> RAW DATA
>> Start

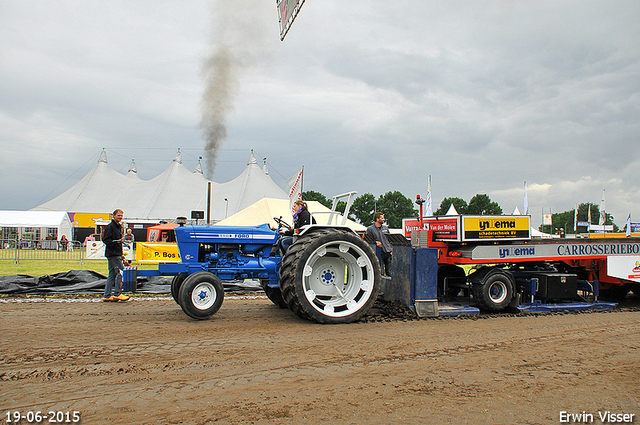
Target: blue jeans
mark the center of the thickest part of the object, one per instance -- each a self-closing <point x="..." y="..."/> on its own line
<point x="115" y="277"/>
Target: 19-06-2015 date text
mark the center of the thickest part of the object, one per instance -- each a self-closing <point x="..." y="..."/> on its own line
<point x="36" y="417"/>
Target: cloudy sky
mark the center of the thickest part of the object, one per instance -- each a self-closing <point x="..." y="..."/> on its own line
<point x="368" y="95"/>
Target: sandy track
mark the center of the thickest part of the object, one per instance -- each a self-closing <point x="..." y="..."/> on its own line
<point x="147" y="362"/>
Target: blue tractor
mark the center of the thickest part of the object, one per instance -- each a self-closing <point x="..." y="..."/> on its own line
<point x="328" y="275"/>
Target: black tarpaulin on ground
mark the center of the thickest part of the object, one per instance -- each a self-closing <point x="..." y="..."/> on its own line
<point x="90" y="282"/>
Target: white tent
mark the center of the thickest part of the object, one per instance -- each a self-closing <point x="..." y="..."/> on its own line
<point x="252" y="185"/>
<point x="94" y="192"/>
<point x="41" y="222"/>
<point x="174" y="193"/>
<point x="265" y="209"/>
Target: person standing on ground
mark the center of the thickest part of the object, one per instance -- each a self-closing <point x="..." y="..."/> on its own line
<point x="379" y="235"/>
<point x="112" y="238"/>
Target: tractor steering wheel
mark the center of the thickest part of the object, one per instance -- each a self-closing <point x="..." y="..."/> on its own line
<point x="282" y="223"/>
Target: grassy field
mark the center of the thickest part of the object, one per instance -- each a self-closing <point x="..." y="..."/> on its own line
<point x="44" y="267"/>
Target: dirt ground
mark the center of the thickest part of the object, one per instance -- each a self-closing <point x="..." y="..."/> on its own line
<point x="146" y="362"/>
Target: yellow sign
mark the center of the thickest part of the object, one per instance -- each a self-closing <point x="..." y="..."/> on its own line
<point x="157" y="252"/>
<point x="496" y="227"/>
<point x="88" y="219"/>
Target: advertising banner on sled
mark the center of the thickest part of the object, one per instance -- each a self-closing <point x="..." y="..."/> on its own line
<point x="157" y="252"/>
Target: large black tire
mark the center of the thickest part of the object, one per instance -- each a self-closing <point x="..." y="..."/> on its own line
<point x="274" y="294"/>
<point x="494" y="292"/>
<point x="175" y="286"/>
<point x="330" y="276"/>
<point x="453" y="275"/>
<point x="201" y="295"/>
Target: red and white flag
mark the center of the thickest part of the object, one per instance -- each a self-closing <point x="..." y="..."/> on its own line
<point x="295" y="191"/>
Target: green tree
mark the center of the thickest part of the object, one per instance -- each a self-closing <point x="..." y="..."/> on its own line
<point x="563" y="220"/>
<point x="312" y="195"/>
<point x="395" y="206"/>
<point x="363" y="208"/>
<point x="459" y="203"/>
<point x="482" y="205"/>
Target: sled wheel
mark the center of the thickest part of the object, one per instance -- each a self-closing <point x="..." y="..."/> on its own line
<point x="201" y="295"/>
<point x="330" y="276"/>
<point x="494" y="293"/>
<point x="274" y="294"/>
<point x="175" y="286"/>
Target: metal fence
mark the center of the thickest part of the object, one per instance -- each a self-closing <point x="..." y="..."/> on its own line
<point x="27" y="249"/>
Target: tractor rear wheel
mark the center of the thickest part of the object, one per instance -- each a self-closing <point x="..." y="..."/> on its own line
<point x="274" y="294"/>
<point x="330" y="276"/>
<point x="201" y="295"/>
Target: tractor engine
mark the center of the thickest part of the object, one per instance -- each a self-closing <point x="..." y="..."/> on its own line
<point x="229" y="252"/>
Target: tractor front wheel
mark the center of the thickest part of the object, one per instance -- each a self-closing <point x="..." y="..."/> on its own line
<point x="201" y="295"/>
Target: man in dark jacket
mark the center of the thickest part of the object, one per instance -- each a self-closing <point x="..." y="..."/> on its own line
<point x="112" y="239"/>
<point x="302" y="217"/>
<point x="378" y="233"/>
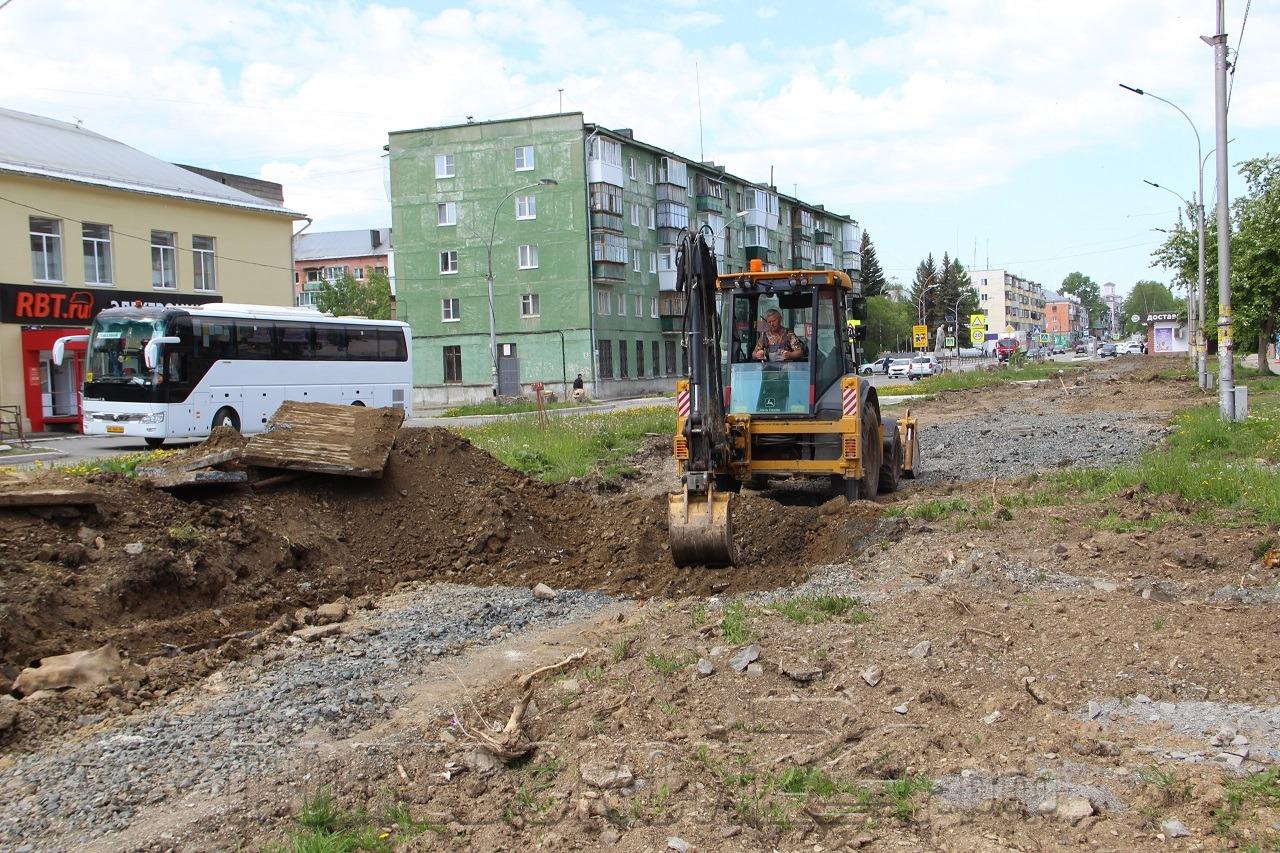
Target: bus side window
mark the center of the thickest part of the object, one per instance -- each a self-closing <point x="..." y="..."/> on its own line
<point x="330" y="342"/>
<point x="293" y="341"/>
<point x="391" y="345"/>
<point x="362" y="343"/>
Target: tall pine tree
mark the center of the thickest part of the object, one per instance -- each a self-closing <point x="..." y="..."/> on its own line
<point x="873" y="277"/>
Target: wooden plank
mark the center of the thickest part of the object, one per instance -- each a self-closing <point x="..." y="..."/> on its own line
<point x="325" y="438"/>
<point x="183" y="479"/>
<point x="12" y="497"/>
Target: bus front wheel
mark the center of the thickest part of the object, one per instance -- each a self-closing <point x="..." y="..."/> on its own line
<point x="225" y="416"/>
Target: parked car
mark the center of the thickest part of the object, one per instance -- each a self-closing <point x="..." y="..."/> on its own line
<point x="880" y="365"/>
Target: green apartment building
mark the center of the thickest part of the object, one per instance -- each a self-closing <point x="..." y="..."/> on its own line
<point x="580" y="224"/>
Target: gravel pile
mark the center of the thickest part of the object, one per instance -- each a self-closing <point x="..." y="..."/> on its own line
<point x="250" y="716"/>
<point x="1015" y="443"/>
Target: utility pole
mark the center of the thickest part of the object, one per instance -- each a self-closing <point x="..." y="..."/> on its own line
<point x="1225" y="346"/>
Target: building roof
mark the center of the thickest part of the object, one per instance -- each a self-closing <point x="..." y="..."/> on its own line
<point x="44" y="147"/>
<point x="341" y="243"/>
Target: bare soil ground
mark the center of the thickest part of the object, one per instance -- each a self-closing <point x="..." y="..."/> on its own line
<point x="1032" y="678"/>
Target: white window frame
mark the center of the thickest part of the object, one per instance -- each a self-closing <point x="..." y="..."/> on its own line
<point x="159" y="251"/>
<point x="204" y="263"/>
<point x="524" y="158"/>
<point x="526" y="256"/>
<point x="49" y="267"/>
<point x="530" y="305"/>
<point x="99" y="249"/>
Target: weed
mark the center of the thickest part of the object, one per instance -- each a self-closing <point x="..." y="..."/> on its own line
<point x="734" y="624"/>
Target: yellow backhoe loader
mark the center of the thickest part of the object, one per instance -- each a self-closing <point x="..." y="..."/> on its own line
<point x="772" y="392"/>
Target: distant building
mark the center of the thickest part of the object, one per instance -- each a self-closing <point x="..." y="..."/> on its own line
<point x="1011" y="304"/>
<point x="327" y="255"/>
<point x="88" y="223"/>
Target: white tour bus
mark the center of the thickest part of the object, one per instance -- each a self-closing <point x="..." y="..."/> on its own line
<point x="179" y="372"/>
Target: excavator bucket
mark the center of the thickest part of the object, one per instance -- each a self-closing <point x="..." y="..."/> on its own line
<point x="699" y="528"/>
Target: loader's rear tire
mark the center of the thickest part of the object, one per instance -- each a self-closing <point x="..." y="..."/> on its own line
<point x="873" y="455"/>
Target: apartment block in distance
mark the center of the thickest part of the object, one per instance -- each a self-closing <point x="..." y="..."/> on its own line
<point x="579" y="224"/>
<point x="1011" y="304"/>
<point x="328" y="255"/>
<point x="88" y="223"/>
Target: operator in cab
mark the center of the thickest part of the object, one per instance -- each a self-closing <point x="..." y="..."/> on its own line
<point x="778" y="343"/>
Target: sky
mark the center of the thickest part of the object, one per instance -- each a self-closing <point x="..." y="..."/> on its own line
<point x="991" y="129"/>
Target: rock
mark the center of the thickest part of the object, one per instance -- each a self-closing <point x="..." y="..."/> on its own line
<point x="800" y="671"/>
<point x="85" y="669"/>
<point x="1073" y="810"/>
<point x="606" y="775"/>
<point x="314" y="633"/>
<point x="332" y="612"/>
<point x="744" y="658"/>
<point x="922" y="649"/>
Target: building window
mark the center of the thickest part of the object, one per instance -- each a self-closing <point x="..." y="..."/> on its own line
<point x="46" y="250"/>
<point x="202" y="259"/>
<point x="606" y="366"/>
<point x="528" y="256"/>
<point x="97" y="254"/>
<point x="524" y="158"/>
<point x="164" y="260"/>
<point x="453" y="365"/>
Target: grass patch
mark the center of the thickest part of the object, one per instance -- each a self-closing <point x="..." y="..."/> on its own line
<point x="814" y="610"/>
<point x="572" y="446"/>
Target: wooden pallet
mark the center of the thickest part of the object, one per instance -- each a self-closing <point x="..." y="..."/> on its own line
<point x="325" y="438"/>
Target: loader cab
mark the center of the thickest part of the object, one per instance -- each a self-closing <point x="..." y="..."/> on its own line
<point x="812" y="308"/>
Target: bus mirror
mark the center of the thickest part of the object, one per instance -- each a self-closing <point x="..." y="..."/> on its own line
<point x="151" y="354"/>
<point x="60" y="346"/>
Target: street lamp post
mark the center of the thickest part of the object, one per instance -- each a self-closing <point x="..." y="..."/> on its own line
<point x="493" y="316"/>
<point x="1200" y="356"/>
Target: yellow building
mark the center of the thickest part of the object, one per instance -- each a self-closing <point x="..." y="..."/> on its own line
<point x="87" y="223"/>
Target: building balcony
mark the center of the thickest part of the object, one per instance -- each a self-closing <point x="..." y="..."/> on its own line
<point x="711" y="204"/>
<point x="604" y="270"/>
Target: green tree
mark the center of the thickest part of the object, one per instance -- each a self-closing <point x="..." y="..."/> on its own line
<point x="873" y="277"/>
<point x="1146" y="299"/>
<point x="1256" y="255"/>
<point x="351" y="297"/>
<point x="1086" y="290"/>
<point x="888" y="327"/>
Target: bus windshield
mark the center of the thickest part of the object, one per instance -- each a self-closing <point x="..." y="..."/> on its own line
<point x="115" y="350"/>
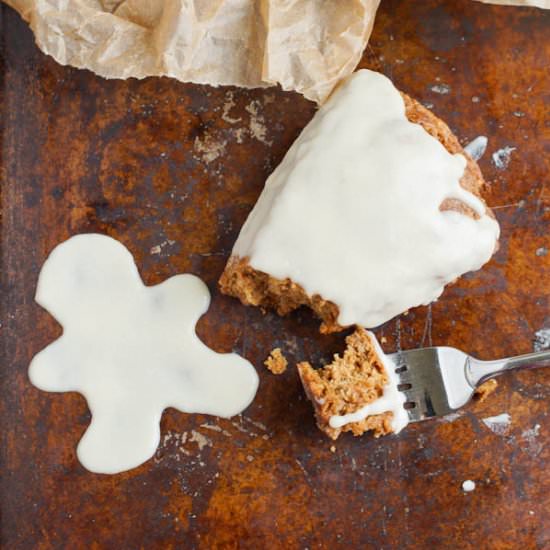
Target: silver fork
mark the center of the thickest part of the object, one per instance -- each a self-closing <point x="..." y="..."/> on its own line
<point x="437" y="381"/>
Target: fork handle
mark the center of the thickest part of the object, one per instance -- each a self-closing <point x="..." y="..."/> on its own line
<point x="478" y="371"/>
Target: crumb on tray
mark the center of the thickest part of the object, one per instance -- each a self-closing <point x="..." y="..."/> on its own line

>> End

> WHAT IS ASKED
Take only the line containing "Target: loader cab" and every line after it to the end of the entries, and copy them exactly, pictures excluded.

> FINAL ANSWER
Target: loader cab
mark the center of the thickest part of the object, one per instance -- each a self-closing <point x="..." y="..."/> on its own line
<point x="812" y="308"/>
Target: bus mirror
mark the center of the thickest part of the object, one per instance -- each a self-closing <point x="..." y="..."/> on its own line
<point x="151" y="354"/>
<point x="60" y="346"/>
Target: street lamp post
mark the center of the thickest part of the object, one per instance -- each a self-closing <point x="..." y="..."/> on its own line
<point x="493" y="316"/>
<point x="1200" y="356"/>
Target: yellow building
mark the center of the thickest part of the object, one per instance -- each a self-closing <point x="..." y="..."/> on its own line
<point x="87" y="223"/>
Target: building balcony
mark the center of the thickest part of the object, one per instance -- each a self-closing <point x="..." y="..."/> on its own line
<point x="711" y="204"/>
<point x="604" y="270"/>
Target: green tree
mark the center of the thickest part of the object, one per instance -- each a self-closing <point x="..." y="..."/> on its own line
<point x="873" y="277"/>
<point x="1146" y="299"/>
<point x="1256" y="255"/>
<point x="351" y="297"/>
<point x="1086" y="290"/>
<point x="888" y="327"/>
Target: bus windshield
mark the center of the thickest part of the object, one per instance -- each a self-closing <point x="..." y="..."/> on its own line
<point x="115" y="350"/>
Target: silver fork
mark the center of the thickest part of the object, one per instance -- each a self-closing <point x="..." y="..."/> on its own line
<point x="437" y="381"/>
Target: fork handle
mark the center of the thickest part of the object, one per instance -- each a self-closing <point x="..." y="..."/> on its own line
<point x="478" y="371"/>
Target: crumb on tray
mark the center of the thickest part of the object, one per instance -- each a self-closing <point x="..." y="..."/> on its own line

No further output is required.